> _Problem description_
Copy out every record below with complete accuracy.
* * *
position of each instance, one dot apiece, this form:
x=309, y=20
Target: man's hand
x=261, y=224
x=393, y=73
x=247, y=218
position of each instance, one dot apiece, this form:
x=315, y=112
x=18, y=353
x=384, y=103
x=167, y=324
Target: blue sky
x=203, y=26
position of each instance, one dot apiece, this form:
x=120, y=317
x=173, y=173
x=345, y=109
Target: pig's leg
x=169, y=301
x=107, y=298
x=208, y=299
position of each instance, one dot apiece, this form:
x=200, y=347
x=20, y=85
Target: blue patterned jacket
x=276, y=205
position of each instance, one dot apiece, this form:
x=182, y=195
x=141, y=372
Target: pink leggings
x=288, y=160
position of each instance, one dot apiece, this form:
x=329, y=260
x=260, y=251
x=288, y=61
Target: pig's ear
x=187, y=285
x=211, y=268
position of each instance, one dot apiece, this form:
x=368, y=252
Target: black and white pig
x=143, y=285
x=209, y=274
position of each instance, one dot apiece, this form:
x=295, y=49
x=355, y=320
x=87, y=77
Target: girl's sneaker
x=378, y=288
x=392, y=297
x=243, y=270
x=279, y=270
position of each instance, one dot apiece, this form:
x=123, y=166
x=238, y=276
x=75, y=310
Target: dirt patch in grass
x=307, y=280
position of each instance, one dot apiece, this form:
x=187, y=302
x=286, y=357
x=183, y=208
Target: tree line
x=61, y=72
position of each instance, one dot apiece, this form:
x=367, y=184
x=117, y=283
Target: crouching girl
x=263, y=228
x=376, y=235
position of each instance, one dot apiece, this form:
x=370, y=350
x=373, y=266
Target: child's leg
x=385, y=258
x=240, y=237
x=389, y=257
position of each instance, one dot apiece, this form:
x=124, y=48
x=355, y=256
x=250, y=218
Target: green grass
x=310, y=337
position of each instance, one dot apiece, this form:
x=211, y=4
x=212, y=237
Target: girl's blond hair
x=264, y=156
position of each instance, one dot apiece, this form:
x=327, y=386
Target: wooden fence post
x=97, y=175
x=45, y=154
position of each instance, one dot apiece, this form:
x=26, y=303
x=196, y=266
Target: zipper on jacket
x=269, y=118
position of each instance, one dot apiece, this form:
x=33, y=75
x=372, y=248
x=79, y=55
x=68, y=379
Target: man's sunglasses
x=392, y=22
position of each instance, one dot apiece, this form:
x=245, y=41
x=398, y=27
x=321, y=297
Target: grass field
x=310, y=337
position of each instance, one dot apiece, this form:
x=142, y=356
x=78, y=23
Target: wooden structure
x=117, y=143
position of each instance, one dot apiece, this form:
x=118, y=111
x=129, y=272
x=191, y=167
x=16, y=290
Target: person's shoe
* * *
> _Solution to the problem_
position of each instance, one dot apiece, this form:
x=309, y=20
Target: man's hand
x=261, y=224
x=393, y=73
x=247, y=218
position of each instance, one dot apiece, this form:
x=315, y=112
x=18, y=353
x=384, y=103
x=167, y=324
Target: blue sky
x=203, y=26
position of each instance, one dot apiece, this form:
x=120, y=317
x=173, y=173
x=345, y=109
Target: pig's leg
x=169, y=301
x=107, y=298
x=208, y=299
position of each instance, one dot apiece, this form:
x=200, y=347
x=20, y=85
Target: blue patterned jacket
x=276, y=205
position of each instance, one dot apiece, this form:
x=182, y=195
x=141, y=372
Target: pink leggings
x=288, y=160
position of each instance, one dot apiece, this form:
x=329, y=260
x=260, y=251
x=288, y=61
Target: pig's ear
x=187, y=285
x=211, y=268
position of each instance, one dot apiece, this form:
x=368, y=252
Target: black and white pig
x=143, y=285
x=209, y=274
position of each instance, one dot apiece, this form:
x=295, y=49
x=355, y=320
x=87, y=77
Target: girl's sneaker
x=378, y=288
x=392, y=297
x=243, y=270
x=279, y=270
position of each instance, one dot apiece, this form:
x=123, y=166
x=238, y=276
x=75, y=310
Target: dirt patch in grass
x=307, y=280
position of each instance, one dot apiece, this form:
x=187, y=302
x=286, y=357
x=183, y=208
Target: tree line
x=61, y=72
position of each instance, one dot apiece, this form:
x=367, y=184
x=117, y=283
Target: crouching girl
x=263, y=228
x=376, y=235
position of each instance, one dot apiece, this form:
x=370, y=350
x=373, y=266
Target: child's leg
x=385, y=258
x=240, y=237
x=389, y=257
position of each instance, one dot apiece, this form:
x=124, y=48
x=355, y=256
x=250, y=218
Target: green grass
x=310, y=337
position of each instance, one dot apiece, this form:
x=211, y=4
x=212, y=237
Target: girl's blond hair
x=264, y=156
position of each instance, one dot apiece, this form:
x=327, y=386
Target: wooden fence post
x=97, y=175
x=45, y=154
position of each instance, one dot apiece, this form:
x=26, y=303
x=196, y=266
Target: zipper on jacket
x=269, y=118
position of each instance, one dot apiece, this form:
x=33, y=75
x=372, y=248
x=79, y=55
x=68, y=379
Target: man's sunglasses
x=392, y=22
position of each instance, one dot apiece, this form:
x=245, y=41
x=398, y=27
x=321, y=297
Target: grass field
x=310, y=337
position of each instance, one dot apiece, this form:
x=142, y=356
x=78, y=23
Target: wooden structure
x=117, y=143
position of each instance, one dot apiece, this form:
x=118, y=111
x=129, y=272
x=191, y=167
x=16, y=290
Target: person's shoe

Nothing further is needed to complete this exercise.